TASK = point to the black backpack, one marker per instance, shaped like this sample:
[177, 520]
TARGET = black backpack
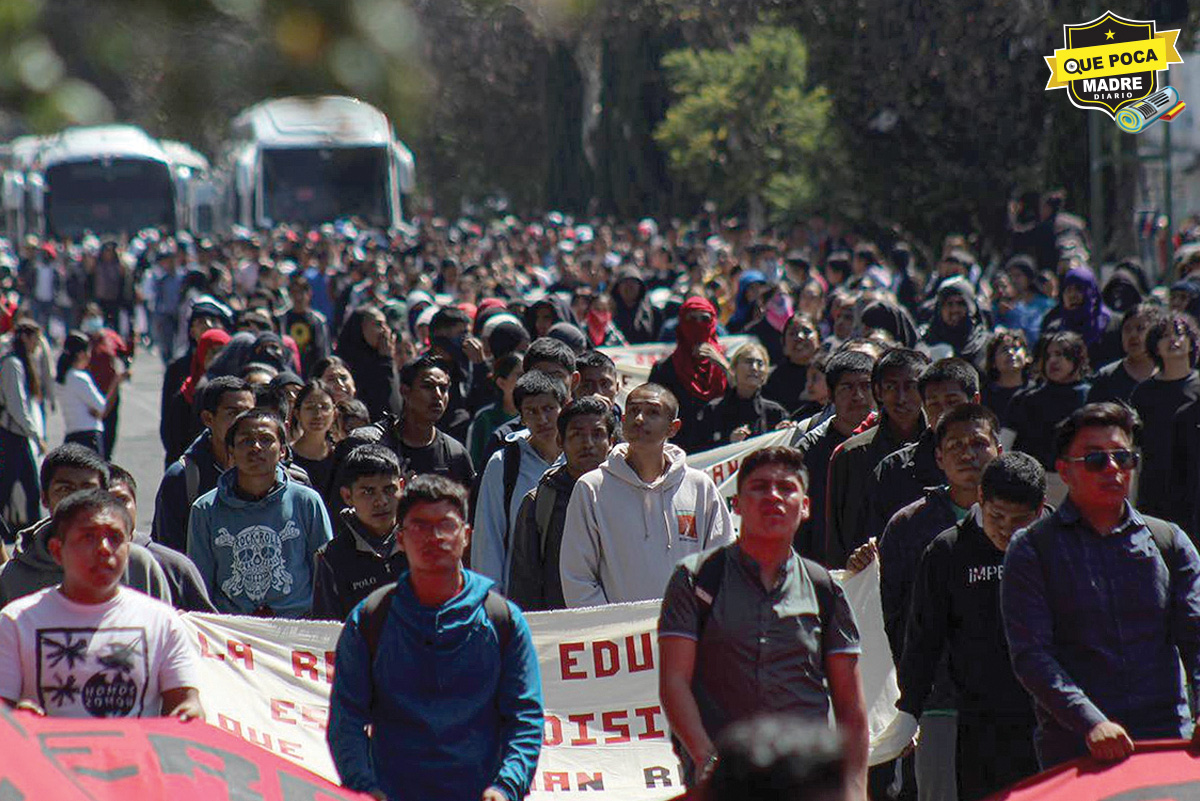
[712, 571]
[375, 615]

────────

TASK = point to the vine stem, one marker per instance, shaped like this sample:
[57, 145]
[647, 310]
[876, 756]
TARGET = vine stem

────────

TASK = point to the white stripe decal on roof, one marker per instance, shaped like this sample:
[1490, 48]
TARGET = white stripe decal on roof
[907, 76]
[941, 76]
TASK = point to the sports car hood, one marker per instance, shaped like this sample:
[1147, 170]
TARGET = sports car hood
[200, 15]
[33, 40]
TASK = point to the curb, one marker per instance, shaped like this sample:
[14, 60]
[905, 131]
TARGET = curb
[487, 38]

────────

**Short task**
List every line of the material above that contains the word "point".

**Written answer**
TASK = point to the black backpack, one marker per instance, shaped like this sample:
TASK = point to the vine stem, one marker per instance, shaped like this sample:
TASK = point to the white stripe decal on roof, one marker per instance, shaped like this sample:
TASK = point to the sports car hood, one marker per instance, shaped like this sample:
TASK = point to the curb, one marker per instance, shaped like this sample:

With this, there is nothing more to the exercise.